● **Extracted records**:
Start of Block

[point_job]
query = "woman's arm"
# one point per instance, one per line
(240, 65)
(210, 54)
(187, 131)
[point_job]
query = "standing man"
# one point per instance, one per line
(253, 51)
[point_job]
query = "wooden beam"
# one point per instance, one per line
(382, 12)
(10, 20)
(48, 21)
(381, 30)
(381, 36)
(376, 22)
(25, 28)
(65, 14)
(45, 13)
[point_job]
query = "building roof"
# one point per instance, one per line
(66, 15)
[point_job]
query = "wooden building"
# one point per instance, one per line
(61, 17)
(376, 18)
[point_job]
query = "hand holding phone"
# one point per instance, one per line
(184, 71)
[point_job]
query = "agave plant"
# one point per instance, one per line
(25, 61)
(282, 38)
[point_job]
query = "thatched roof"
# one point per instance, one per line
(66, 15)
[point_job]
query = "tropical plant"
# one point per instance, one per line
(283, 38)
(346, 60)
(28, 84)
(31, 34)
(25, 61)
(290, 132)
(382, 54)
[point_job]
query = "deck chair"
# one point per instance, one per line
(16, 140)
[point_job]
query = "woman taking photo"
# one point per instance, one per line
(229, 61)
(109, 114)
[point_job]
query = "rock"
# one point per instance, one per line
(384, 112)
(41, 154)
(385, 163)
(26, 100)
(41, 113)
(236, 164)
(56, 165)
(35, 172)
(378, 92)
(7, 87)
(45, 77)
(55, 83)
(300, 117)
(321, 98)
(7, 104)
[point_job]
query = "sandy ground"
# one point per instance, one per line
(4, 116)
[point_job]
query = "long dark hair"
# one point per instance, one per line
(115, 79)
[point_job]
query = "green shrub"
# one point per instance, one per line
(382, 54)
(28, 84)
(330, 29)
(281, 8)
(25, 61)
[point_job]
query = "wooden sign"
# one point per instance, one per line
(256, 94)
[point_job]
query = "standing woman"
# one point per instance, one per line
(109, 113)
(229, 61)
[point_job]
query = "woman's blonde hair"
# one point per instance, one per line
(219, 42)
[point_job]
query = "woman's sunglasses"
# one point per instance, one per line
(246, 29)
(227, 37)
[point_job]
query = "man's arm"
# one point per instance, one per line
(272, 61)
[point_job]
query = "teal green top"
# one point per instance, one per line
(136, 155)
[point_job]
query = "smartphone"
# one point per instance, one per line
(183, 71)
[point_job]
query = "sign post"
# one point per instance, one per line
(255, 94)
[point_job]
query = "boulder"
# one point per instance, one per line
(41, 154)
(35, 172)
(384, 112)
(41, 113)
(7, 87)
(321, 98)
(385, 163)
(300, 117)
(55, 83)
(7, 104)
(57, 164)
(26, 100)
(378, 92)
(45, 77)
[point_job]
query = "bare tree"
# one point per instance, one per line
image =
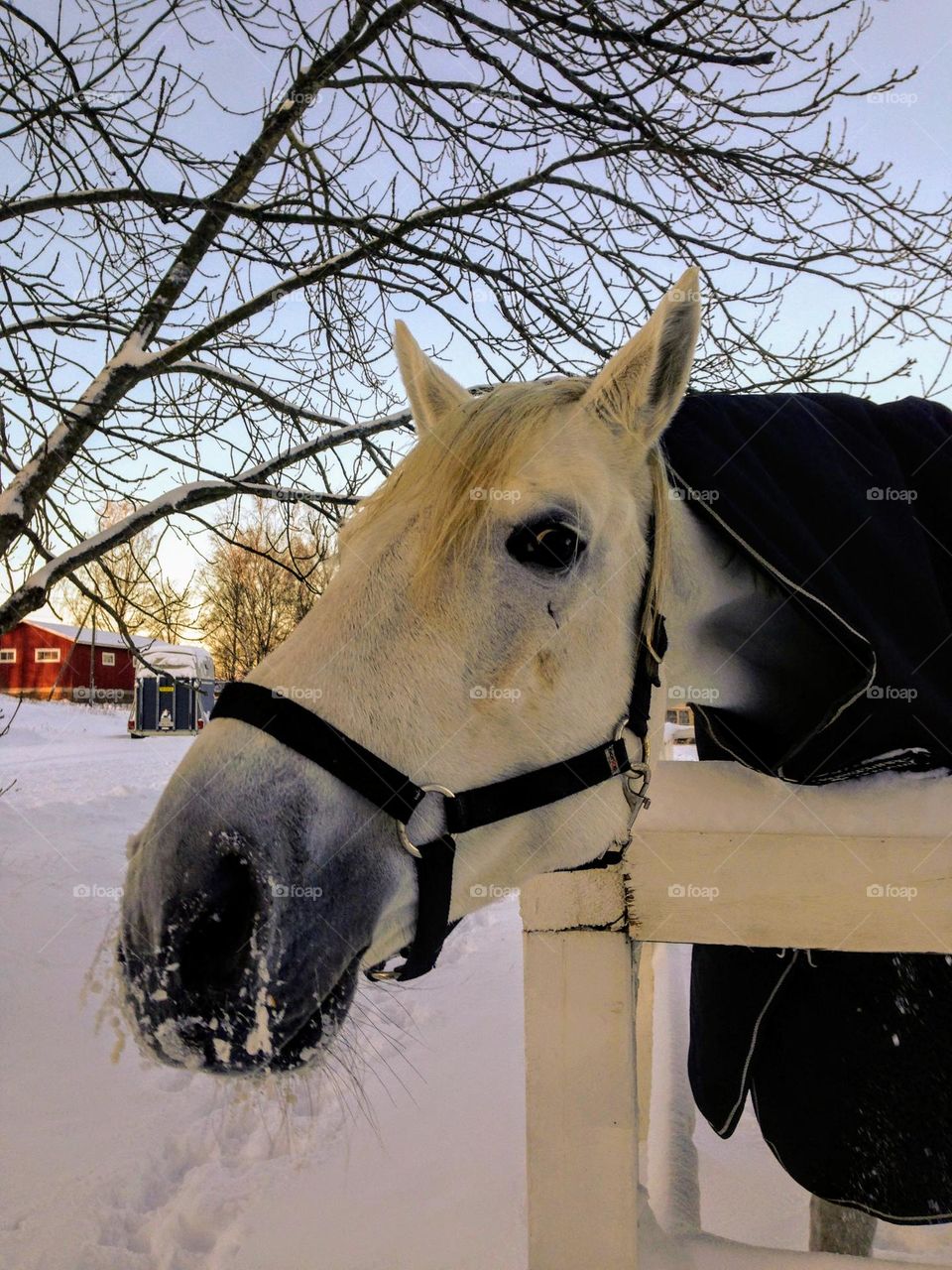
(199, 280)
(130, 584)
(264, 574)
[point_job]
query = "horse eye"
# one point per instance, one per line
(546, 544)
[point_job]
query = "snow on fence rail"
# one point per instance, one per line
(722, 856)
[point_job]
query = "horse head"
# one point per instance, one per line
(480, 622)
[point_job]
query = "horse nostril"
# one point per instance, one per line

End of Block

● **The problem**:
Using the data above, return each line that includes the word "roof".

● **Answer to this problem**:
query = "building roof"
query = "thatched roof"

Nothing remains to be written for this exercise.